Page extract section start

Three decades after the FMLA became law, caregiving responsibilities still knock women out of the workforce

by Xanthe Scharff February 3, 2023

Thirty years ago, on Feb. 5, 1993, President Clinton signed into law the Family and Medical Leave Act (FMLA), which allows employees to take up to 12 weeks of unpaid leave from work when they or a family member are seriously ill, and to care for a new child without fear of losing their jobs.

To be sure, the landmark legislation was a victory for women, who carry a disproportionate share of the family caregiving responsibilities. When children are home from school or elderly parents need care, it is most often women who leave the workforce to do this unpaid work.

President Biden on Thursday acknowledged the anniversary and admitted the law had not gone far enough. He vowed to fight for a nationwide law guaranteeing paid leave. “It’s about being a country where women and all people can both work and raise a family,” Biden said.  “How can we compete in a global economy if millions of American parents, especially moms, can’t join the workforce?”

Indeed, our reporting at The Fuller Project shows that, three decades after FMLA became law, caregiving responsibilities still knock women out of the workforce more often than men.

Page extract section end
Records section start

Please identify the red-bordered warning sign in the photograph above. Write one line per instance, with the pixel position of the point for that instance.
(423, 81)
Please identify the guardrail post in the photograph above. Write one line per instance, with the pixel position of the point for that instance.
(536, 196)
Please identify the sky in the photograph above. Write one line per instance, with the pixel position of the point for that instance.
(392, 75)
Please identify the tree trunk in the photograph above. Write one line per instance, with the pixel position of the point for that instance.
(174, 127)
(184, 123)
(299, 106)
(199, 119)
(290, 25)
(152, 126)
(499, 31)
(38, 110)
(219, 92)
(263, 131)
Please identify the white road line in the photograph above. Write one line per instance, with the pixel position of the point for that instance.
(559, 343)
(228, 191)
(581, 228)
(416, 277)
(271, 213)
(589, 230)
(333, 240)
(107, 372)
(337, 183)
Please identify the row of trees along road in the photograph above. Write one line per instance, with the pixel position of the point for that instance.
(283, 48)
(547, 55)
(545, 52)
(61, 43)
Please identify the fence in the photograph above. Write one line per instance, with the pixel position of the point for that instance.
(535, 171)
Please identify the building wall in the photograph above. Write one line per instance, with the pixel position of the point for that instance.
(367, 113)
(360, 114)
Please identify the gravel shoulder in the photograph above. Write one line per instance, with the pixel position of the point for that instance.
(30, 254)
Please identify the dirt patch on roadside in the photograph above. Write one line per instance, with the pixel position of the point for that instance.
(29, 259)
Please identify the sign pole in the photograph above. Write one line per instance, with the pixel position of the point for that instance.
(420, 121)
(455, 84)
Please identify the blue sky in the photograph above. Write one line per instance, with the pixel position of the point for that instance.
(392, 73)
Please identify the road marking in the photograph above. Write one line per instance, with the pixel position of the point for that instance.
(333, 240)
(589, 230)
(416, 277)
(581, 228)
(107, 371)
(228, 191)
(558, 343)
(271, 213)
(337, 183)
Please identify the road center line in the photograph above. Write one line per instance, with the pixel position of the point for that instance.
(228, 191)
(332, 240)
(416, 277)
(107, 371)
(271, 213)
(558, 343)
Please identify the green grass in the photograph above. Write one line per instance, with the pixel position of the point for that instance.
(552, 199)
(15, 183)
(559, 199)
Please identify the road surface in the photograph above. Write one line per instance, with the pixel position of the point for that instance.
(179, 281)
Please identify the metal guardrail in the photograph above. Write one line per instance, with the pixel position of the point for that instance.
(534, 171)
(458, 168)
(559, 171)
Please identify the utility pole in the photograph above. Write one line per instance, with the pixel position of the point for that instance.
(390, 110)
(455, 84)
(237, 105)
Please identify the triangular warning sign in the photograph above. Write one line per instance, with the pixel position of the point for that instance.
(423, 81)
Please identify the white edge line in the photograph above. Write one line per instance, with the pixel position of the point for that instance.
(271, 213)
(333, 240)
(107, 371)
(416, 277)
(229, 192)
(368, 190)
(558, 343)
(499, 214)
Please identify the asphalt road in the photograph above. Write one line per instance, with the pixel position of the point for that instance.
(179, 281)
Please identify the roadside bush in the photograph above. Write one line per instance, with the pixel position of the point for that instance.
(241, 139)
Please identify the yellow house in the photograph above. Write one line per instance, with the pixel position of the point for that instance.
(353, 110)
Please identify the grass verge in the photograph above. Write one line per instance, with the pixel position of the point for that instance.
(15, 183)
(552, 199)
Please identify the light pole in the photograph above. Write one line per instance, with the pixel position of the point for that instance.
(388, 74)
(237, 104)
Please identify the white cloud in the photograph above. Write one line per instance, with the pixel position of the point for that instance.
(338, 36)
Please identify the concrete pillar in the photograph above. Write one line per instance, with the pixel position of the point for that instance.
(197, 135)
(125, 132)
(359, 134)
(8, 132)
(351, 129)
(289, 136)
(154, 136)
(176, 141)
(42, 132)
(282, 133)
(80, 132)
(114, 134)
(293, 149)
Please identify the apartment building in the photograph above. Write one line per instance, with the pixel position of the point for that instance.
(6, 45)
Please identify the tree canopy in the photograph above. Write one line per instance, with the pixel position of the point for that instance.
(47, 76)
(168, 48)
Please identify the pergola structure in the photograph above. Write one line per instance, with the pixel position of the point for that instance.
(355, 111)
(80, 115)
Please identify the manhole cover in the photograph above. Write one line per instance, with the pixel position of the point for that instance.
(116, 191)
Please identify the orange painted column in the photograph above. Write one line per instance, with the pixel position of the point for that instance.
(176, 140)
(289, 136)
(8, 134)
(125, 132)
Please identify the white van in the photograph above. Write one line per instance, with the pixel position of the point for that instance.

Records section end

## Exercise directions
Can you give the stretch of the FMLA article from "To be sure, the" through "often than men." again, swapping "workforce" for "labor force"? You won't need the rows above.

## Result of this task
To be sure, the landmark legislation was a victory for women, who carry a disproportionate share of the family caregiving responsibilities. When children are home from school or elderly parents need care, it is most often women who leave the labor force to do this unpaid work.

President Biden on Thursday acknowledged the anniversary and admitted the law had not gone far enough. He vowed to fight for a nationwide law guaranteeing paid leave. “It’s about being a country where women and all people can both work and raise a family,” Biden said.  “How can we compete in a global economy if millions of American parents, especially moms, can’t join the labor force?”

Indeed, our reporting at The Fuller Project shows that, three decades after FMLA became law, caregiving responsibilities still knock women out of the labor force more often than men.